**Deine Aufgabe:**
Bearbeite bitte den Textauszug: Schreib den Abschnitt, der mit den Worten „Der Oberste Gerichtshof“ beginnt und mit „Nichtigkeitsbeschwerde wird zurückgewiesen.“ schließt, erneut ab und ersetze darin „Klagenfurt“ durch „Graz“.

**Textauszug:**
=-=-=-=-=
OGH 15Os33/22z

OGH15Os33/22z7.6.2022

Der Oberste Gerichtshof hat am 7. Juni 2022 durch den Senatspräsidenten des Obersten Gerichtshofs Hon.‑Prof. Dr. Kirchbacher als Vorsitzenden sowie den Hofrat des Obersten Gerichtshofs Mag. Lendl und die Hofrätinnen des Obersten Gerichtshofs Dr. Michel‑Kwapinski, Mag. Fürnkranz und Dr. Mann in Gegenwart der Mag. Marko, BA, BA als Schriftführerin in der Strafsache gegen * G* wegen des Verbrechens des Suchtgifthandels nach § 12 dritter Fall StGB, § 28a Abs 1 zweiter Fall, Abs 4 Z 3 SMG über die Nichtigkeitsbeschwerde und die Berufung des Angeklagten gegen das Urteil des Landesgerichts Klagenfurt als Schöffengericht vom 3. Dezember 2021, GZ 79 Hv 83/21v‑53, nach Anhörung der Generalprokuratur in nichtöffentlicher Sitzung den

Beschluss

gefasst:

European Case Law Identifier: ECLI:AT:OGH0002:2022:0150OS00033.22Z.0607.000

 

Spruch:

Die Nichtigkeitsbeschwerde wird zurückgewiesen.
=-=-=-=-=
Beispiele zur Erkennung
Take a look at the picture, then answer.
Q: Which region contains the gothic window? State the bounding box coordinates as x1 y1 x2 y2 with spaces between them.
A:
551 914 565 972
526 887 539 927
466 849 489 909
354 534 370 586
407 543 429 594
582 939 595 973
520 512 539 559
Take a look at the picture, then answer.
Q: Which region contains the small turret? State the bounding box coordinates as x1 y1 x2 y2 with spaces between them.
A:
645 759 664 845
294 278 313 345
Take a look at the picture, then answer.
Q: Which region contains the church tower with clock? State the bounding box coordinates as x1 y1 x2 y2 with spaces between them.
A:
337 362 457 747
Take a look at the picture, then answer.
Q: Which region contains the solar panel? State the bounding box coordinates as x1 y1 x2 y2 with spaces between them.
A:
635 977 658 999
=-=-=-=-=
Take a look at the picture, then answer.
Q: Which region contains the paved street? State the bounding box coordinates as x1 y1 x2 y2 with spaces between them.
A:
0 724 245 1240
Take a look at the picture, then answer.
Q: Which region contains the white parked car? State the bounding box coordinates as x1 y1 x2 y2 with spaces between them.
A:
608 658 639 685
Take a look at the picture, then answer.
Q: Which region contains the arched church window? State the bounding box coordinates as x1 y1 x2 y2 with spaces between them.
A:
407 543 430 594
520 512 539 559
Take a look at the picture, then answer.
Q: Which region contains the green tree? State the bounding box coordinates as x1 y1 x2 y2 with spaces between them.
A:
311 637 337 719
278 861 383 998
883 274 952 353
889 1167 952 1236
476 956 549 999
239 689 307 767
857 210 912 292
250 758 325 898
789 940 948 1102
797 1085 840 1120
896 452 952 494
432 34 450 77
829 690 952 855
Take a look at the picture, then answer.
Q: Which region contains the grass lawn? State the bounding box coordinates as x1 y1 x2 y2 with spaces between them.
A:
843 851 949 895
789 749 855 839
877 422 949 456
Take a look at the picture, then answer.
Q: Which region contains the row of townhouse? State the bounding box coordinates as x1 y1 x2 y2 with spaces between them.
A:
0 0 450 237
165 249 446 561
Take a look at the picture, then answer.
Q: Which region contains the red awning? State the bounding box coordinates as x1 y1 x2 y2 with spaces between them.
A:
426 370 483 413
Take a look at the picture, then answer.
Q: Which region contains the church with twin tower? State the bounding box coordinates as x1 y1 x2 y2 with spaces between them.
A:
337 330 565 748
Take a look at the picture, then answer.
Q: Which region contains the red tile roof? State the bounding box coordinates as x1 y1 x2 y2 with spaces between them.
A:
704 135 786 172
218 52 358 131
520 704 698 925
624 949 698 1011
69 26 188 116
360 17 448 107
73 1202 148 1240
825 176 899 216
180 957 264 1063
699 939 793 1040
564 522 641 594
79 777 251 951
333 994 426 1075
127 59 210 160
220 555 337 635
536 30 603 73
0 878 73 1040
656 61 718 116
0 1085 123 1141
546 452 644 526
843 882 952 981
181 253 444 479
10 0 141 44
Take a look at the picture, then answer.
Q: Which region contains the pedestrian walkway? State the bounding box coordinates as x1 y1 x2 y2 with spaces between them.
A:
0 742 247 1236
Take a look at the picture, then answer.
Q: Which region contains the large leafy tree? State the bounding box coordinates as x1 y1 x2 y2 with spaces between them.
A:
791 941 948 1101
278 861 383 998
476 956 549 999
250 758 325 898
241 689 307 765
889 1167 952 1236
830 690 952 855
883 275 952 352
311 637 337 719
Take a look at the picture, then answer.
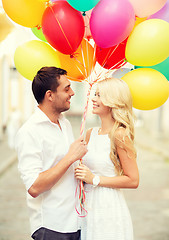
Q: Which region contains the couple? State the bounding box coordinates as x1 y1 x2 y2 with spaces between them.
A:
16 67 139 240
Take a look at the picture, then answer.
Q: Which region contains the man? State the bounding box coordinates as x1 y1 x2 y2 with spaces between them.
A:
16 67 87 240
=-=-=-=-=
**Richtige Antwort:**
Der Oberste Gerichtshof hat am 7. Juni 2022 durch den Senatspräsidenten des Obersten Gerichtshofs Hon.‑Prof. Dr. Kirchbacher als Vorsitzenden sowie den Hofrat des Obersten Gerichtshofs Mag. Lendl und die Hofrätinnen des Obersten Gerichtshofs Dr. Michel‑Kwapinski, Mag. Fürnkranz und Dr. Mann in Gegenwart der Mag. Marko, BA, BA als Schriftführerin in der Strafsache gegen * G* wegen des Verbrechens des Suchtgifthandels nach § 12 dritter Fall StGB, § 28a Abs 1 zweiter Fall, Abs 4 Z 3 SMG über die Nichtigkeitsbeschwerde und die Berufung des Angeklagten gegen das Urteil des Landesgerichts Graz als Schöffengericht vom 3. Dezember 2021, GZ 79 Hv 83/21v‑53, nach Anhörung der Generalprokuratur in nichtöffentlicher Sitzung den

Beschluss

gefasst:

European Case Law Identifier: ECLI:AT:OGH0002:2022:0150OS00033.22Z.0607.000

 

Spruch:

Die Nichtigkeitsbeschwerde wird zurückgewiesen.